• _Vorliegender Text_
++++++++++++++++++++

Vor ziemlich genau einem Jahr landete ich überraschend auf der Palliativ Abteilung des Unispitals Zürich (siehe Blog vom März 2024). Ich war geschockt und dachte "das war's".

Umso mehr erfreut es mich, dass es mir aktuell seit ein paar Monaten recht gut geht.


Diesen Blogbeitrag habe ich schon vor längerer Zeit geschrieben, aber immer auf den geeigneten Zeitpunkt gewartet ihn zu publizieren, denn es geht um Palliative Care und das ist kein leicht verdaubares Thema. Ich habe auch an den Reaktionen von einigen von euch bemerkt, dass sie etwas "geschockt" oder ängstlich waren, als ich erzählt habe, dass ich einen Blog zu dem Thema in Petto habe. Aber keine Angst, der Blog ist grundsätzlich positiv. Bereits während meines damaligen Spitalaufenthaltes verspürte ich, dass es einiges an Aufklärungsbedarf zum Thema "Palliative Care" gibt und dass ich über meine Erfahrungen schreiben möchte.

++++++++++++++++++++

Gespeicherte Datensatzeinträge
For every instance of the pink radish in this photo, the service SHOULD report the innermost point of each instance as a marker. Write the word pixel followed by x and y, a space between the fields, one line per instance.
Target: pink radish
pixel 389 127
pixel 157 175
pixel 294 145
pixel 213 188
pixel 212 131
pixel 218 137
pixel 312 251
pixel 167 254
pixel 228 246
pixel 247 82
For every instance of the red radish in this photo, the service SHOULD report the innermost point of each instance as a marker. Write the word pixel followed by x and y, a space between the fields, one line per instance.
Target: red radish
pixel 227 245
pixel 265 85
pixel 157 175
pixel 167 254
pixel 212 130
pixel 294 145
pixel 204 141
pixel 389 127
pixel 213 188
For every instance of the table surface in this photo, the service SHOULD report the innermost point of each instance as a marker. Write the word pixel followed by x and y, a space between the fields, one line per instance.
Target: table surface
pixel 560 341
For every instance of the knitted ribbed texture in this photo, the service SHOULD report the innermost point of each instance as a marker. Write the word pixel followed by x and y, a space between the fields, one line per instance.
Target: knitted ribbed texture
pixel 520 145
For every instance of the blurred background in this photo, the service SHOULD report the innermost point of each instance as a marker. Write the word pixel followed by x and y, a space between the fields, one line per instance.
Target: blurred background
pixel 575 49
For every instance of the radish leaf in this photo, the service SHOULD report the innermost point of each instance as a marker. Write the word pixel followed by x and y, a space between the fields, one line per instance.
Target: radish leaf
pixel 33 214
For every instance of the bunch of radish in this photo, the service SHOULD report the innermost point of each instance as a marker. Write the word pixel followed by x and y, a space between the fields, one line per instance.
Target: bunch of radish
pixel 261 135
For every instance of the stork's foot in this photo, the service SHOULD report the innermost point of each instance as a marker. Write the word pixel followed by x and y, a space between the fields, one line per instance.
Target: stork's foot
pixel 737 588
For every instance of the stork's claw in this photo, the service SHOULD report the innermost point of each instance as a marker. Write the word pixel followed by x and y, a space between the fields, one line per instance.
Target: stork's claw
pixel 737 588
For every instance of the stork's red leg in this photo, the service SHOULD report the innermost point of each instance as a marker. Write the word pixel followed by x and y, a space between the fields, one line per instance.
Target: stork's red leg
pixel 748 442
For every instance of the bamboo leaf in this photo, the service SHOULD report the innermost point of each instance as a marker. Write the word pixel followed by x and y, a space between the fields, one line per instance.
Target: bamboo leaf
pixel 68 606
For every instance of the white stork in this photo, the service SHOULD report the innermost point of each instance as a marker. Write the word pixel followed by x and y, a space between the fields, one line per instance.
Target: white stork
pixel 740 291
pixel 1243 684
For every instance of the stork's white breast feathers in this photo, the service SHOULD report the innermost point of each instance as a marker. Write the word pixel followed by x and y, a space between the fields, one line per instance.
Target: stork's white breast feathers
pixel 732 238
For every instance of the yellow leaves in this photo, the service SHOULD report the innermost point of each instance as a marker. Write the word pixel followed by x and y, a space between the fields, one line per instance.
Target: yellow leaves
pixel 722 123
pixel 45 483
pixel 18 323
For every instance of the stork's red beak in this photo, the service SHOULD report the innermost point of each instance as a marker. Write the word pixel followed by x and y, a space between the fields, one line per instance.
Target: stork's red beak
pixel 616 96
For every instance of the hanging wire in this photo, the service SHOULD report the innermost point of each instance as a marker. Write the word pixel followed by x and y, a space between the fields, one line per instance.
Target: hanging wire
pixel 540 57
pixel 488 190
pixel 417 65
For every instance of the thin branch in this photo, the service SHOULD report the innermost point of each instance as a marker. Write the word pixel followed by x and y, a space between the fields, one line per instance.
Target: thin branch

++++++++++++++++++++

• _Aufgaben_
a. Auf welcher Abteilung welches Spitals landete die schreibende Person laut dem Blogbeitrag über Palliative Care vor ziemlich genau einem Jahr?
b. Wie lautet der Satz „Aber keine Angst, der Blog ist grundsätzlich positiv.“ aus dem Blogbeitrag über Palliative Care auf Englisch?
Die Zeilen werden hier nicht benötigt.

• _Lösungen_
a. Auf der Palliativ Abteilung des Unispitals Zürich.

b. But don't worry, the blog is basically positive.